▶ [Directions for this task]: From the entries below, output the line with "Target: rocky ledge" and each following line up to and including the line with "# test: point at every instance of the limestone", exactly as written.

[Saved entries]

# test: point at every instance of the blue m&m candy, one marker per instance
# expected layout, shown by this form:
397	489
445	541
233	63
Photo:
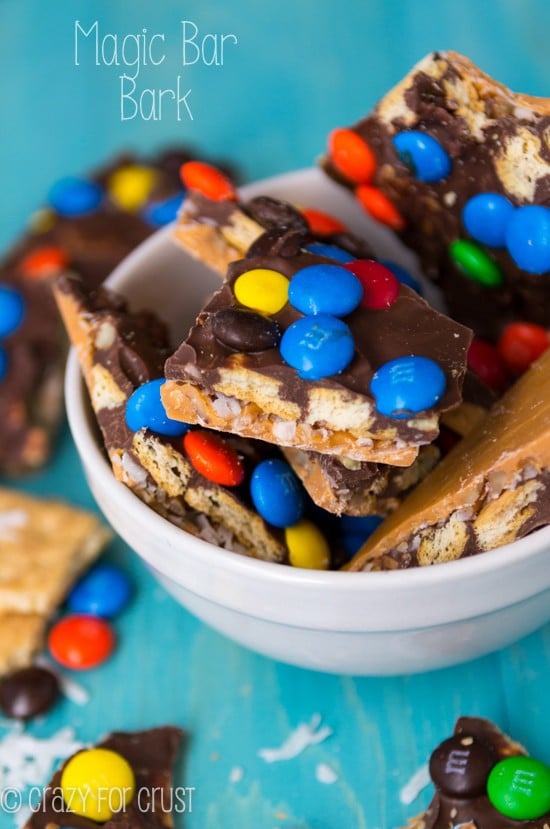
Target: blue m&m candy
356	529
407	385
330	251
163	212
486	217
325	289
528	238
103	591
402	275
75	196
318	346
423	154
276	493
145	410
12	310
3	363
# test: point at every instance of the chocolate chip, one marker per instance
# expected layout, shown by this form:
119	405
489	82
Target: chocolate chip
459	767
28	692
244	330
270	212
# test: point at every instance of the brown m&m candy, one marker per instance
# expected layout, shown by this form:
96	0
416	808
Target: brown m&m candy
459	766
28	692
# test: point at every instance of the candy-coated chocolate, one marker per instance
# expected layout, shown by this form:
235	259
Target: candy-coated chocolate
12	309
459	766
307	546
403	275
528	238
145	410
475	263
161	213
486	217
208	180
379	206
521	343
325	289
44	262
3	363
130	187
380	286
330	252
276	493
245	330
351	155
484	360
213	457
97	783
104	591
80	642
318	346
28	692
262	289
427	159
519	787
321	223
75	196
407	385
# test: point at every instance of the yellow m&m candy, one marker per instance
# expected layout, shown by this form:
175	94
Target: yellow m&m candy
307	546
97	783
131	186
262	289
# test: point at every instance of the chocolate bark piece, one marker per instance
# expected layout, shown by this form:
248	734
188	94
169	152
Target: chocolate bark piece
259	395
493	487
497	143
151	755
45	546
119	350
459	769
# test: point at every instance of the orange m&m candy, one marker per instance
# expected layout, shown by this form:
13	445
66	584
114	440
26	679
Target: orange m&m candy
379	206
208	180
80	642
44	262
351	155
212	457
322	224
521	343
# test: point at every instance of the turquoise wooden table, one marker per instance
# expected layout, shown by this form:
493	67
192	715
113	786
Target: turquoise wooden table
297	70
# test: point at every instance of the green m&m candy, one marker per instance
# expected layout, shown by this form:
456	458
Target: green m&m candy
475	263
519	788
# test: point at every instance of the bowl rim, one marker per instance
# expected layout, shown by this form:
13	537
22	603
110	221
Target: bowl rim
95	462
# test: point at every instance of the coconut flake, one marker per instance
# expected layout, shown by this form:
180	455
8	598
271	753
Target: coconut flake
416	784
306	734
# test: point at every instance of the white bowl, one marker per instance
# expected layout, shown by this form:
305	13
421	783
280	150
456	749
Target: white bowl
347	623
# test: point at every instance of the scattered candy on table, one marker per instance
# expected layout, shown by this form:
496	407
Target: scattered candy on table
81	642
28	692
97	783
104	591
145	410
427	159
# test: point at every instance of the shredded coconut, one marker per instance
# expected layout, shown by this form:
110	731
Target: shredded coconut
412	789
306	734
10	521
325	774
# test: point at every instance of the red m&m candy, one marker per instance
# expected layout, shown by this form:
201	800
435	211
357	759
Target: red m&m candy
351	155
521	344
214	458
380	285
208	180
485	361
80	642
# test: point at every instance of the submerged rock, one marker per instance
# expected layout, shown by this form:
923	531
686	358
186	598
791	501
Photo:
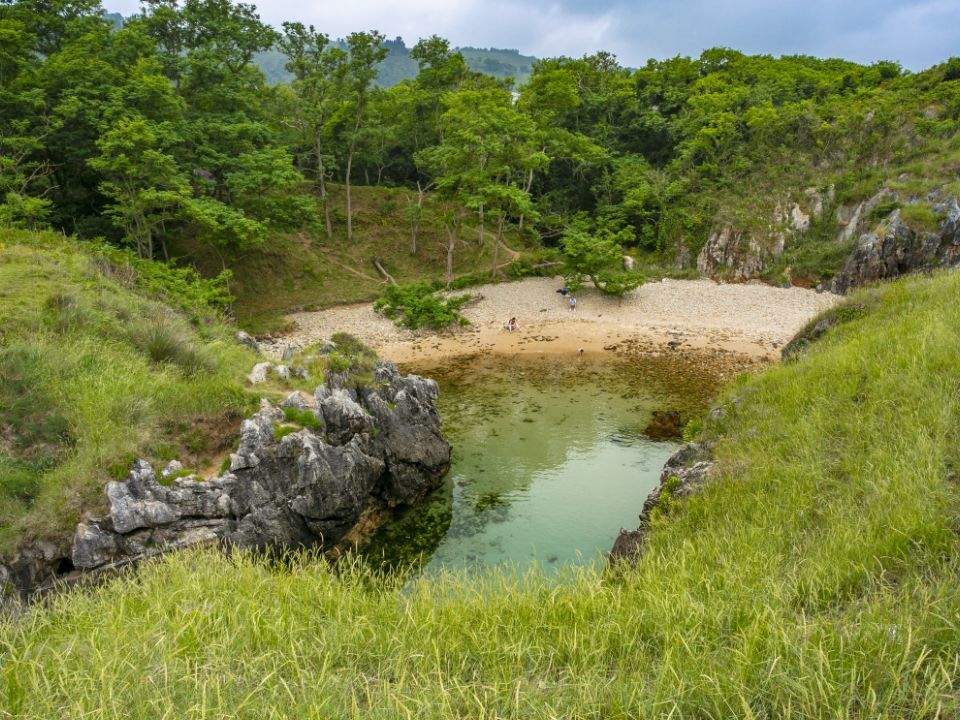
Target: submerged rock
378	446
665	425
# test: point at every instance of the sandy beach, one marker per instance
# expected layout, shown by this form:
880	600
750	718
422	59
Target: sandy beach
752	320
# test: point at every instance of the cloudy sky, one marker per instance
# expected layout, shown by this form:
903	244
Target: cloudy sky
917	33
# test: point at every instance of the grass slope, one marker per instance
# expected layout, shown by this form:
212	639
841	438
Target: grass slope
310	271
93	371
816	578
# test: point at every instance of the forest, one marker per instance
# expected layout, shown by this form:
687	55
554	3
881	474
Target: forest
163	134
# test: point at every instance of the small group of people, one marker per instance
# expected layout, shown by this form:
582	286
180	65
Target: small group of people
568	294
511	324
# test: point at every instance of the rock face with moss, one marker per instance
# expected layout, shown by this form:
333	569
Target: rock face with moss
897	246
304	474
885	236
684	473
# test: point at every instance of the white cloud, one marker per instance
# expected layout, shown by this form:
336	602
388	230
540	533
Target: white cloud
917	33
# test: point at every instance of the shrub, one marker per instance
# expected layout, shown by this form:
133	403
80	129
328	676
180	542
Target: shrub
183	287
303	418
418	305
163	343
920	216
281	430
597	257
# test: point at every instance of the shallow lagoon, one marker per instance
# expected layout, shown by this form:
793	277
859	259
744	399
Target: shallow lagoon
549	460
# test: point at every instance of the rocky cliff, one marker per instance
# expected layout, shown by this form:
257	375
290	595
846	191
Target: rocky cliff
888	240
684	473
356	450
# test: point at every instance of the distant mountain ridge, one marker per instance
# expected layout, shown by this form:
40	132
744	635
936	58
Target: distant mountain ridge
398	65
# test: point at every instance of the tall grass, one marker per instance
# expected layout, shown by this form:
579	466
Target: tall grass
817	578
93	373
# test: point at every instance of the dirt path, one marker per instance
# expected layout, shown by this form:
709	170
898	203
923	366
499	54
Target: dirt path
749	319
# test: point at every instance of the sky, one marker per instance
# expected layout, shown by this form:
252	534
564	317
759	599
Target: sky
916	33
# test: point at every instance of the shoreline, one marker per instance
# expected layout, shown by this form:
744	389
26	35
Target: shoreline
747	320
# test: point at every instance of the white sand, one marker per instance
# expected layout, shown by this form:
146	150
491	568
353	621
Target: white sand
751	319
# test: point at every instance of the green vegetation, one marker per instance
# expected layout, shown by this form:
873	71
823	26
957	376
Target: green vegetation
597	258
161	134
97	368
303	418
419	305
399	65
815	577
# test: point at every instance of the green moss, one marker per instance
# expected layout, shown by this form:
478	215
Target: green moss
920	217
281	430
815	576
303	418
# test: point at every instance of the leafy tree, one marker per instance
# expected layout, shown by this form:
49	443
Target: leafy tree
365	51
320	72
419	305
144	184
597	256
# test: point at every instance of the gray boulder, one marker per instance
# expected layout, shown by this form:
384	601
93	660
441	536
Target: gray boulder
684	474
380	446
895	248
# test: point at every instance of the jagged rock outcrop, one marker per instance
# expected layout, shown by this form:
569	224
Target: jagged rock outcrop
684	473
740	255
735	255
895	248
888	245
370	448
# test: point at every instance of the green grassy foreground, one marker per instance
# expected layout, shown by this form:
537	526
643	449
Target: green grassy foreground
816	579
97	366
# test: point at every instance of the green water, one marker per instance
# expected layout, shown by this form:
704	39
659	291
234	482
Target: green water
549	462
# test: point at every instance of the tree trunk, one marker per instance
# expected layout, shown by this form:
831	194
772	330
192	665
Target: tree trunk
416	221
353	148
496	246
321	173
451	240
349	196
527	190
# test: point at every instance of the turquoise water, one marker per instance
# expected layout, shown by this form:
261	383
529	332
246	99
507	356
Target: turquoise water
549	462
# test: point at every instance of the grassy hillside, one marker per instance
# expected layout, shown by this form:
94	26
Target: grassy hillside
97	367
309	271
815	578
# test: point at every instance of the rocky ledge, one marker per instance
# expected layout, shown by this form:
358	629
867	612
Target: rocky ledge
360	450
684	473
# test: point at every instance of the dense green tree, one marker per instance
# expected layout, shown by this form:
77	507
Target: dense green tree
597	256
364	52
319	70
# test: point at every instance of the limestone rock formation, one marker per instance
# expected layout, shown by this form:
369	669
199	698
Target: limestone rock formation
373	447
895	248
684	473
379	446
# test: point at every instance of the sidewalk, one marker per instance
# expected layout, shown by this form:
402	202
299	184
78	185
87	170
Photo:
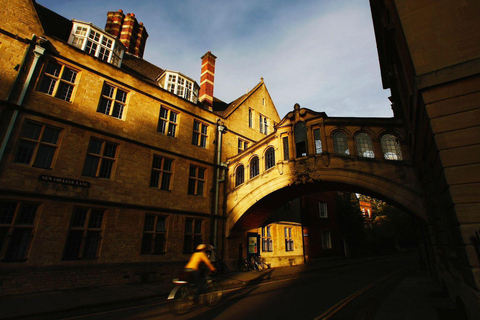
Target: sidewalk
416	297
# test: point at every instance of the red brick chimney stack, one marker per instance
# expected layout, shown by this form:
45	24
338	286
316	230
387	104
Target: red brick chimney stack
114	22
132	34
207	79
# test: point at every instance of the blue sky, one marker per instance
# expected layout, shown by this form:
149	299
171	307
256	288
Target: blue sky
320	54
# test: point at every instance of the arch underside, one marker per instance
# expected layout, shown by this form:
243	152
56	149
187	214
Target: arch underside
252	210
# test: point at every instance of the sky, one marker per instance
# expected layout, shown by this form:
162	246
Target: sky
320	54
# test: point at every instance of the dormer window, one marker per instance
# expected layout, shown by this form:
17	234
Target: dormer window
97	43
180	85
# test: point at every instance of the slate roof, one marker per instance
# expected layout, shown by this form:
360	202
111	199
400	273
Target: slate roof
60	27
141	68
54	24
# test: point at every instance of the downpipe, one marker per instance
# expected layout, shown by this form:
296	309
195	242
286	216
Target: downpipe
38	52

▶ [Task response]:
Target: rocky ledge
360	450
684	473
# test: point at every instance of the dense green tree, one marker per instance
# expected layout, shown by this form:
77	507
Target: dense green tree
597	256
364	52
319	70
# test: point at every instance of the limestone rock formation, one marker per instance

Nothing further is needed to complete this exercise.